> REQUIRED WORK: Copy out every line of the records from the one containing "Where can you see the globe" down to the one containing "(1260, 817)", both included, keeping the requests unchanged and shifting each coordinate in the answers by adding 57 to every number.

(Records of labeled points)

* START *

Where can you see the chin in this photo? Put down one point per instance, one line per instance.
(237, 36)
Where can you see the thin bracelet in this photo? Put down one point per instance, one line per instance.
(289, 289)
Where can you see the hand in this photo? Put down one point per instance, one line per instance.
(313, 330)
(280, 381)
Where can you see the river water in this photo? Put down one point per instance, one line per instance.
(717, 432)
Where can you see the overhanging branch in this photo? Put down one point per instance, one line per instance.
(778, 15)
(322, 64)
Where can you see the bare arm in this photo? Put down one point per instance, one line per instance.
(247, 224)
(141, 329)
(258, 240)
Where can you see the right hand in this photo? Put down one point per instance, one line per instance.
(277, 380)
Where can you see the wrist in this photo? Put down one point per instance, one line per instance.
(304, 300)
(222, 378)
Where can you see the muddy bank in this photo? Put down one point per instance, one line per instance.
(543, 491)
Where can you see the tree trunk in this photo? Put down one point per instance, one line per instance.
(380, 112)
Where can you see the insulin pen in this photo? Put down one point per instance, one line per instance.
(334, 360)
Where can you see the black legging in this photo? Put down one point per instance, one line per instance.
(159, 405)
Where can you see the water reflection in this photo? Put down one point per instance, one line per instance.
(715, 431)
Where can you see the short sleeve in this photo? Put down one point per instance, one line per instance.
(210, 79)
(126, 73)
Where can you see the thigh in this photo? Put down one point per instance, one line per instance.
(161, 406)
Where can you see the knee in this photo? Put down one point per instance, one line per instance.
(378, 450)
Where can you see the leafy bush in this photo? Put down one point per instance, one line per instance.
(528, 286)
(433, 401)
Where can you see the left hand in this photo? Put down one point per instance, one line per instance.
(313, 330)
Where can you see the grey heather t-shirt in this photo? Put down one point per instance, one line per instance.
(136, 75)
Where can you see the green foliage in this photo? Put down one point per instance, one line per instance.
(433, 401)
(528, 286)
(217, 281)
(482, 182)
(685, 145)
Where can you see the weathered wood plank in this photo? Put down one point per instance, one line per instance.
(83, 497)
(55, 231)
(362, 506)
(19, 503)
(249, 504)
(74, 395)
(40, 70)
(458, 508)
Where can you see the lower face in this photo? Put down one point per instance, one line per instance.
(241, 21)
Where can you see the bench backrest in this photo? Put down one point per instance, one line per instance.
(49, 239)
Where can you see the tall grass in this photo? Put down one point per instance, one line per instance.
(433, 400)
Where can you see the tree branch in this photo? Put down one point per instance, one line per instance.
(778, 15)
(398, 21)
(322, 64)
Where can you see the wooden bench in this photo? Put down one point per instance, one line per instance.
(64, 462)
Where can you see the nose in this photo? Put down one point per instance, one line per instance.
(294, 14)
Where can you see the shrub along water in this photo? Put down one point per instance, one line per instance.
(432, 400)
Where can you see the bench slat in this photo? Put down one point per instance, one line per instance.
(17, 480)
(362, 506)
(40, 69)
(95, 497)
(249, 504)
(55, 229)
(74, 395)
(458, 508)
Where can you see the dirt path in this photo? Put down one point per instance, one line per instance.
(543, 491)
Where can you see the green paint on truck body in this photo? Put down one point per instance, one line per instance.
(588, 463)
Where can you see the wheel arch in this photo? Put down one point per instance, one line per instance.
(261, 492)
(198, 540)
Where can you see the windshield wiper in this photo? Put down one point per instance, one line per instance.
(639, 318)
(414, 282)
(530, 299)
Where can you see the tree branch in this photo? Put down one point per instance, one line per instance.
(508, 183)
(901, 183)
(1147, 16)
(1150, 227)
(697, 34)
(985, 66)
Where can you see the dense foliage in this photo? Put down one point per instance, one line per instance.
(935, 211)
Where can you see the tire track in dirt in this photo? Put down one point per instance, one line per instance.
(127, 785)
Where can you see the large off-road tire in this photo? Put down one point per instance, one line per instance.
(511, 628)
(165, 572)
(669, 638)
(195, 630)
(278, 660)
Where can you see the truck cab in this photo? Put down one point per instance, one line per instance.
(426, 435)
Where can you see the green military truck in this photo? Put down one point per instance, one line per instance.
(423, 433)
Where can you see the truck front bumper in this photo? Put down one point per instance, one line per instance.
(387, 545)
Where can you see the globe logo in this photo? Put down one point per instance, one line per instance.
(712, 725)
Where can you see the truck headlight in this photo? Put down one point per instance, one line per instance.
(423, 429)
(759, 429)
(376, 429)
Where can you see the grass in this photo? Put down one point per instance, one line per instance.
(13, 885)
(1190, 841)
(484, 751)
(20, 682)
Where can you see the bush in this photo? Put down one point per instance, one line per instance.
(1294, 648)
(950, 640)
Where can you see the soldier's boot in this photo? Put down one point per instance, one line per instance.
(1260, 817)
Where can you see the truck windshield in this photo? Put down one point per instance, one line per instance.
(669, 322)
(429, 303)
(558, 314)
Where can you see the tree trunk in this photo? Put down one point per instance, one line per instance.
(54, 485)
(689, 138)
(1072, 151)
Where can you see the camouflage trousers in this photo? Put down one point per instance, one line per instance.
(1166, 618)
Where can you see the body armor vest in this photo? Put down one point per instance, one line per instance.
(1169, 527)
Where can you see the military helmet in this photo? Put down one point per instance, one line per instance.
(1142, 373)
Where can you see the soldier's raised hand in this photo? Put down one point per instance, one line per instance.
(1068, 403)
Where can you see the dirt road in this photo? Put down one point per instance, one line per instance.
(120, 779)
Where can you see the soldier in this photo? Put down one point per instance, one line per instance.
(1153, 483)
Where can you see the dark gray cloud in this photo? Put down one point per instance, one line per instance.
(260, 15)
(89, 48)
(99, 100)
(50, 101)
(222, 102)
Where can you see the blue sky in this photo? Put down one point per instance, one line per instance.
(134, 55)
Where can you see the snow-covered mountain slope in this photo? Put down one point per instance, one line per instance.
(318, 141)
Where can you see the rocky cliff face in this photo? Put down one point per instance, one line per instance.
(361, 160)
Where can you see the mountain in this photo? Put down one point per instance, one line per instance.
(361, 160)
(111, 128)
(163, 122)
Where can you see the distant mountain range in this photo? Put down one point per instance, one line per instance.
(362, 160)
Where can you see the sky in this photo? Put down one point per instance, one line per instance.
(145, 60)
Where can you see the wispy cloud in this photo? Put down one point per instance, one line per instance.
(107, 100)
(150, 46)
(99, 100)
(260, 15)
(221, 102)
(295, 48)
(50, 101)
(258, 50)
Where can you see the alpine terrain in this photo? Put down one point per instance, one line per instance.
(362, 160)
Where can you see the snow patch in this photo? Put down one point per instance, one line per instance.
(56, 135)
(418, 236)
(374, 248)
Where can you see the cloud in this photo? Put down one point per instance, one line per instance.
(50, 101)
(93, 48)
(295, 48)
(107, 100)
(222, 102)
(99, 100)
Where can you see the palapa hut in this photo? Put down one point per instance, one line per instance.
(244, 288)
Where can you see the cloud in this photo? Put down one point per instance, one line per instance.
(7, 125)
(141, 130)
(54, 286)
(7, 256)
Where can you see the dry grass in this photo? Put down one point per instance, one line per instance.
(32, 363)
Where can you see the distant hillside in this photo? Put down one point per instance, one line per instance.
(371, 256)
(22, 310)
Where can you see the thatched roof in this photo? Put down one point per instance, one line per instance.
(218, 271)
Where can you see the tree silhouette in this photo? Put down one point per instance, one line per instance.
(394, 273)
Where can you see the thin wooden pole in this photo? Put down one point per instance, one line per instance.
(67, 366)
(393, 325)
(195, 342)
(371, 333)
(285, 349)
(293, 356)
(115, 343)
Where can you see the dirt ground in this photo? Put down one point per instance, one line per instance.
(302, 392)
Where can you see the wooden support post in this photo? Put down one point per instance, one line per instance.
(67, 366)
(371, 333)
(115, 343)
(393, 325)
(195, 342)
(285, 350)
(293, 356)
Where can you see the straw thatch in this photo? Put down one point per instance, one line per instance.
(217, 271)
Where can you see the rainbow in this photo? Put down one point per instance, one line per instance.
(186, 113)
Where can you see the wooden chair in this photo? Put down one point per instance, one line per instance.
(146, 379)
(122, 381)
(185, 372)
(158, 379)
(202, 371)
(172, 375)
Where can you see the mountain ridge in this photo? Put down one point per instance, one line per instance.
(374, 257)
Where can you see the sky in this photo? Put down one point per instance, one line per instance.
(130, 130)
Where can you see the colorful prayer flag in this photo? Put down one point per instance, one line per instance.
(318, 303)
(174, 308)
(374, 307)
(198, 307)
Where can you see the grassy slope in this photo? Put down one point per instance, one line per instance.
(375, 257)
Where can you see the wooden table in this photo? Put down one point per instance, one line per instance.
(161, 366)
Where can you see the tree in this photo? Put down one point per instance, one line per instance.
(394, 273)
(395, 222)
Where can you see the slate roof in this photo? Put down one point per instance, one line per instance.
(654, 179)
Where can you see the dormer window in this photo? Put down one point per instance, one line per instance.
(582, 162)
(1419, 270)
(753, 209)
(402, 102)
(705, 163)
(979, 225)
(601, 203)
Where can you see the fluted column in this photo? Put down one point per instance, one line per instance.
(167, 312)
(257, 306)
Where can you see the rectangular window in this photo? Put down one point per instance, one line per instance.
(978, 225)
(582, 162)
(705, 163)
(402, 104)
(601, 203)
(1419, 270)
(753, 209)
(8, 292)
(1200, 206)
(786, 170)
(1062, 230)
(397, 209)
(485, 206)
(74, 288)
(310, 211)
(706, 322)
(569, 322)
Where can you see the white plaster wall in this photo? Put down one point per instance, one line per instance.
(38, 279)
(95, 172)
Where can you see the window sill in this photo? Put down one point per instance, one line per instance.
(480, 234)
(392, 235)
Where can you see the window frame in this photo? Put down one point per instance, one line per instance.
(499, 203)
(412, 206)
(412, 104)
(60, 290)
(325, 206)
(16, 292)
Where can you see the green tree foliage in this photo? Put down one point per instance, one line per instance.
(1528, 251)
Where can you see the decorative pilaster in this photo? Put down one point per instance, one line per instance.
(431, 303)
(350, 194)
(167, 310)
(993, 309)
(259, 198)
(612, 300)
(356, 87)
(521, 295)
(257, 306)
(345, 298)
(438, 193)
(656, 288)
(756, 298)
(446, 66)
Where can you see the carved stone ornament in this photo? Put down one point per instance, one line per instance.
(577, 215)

* END *

> RESULT:
Where can you see the globe logo in this photo? Put down one point per instance, one line per instance.
(769, 782)
Where can you see the truck headlight in this photo? Put down one point per instance, one line per instance.
(480, 486)
(816, 486)
(433, 486)
Where can you see the grass in this photo? Put down one point per instance, one line per instance.
(70, 942)
(1247, 898)
(541, 808)
(77, 739)
Where can you see the bush in this photo? Put down one point per instance, one line per instance.
(1351, 705)
(1007, 697)
Where can you see the soldier's boot in this photo? Put down one point per instance, one line per instance.
(1317, 874)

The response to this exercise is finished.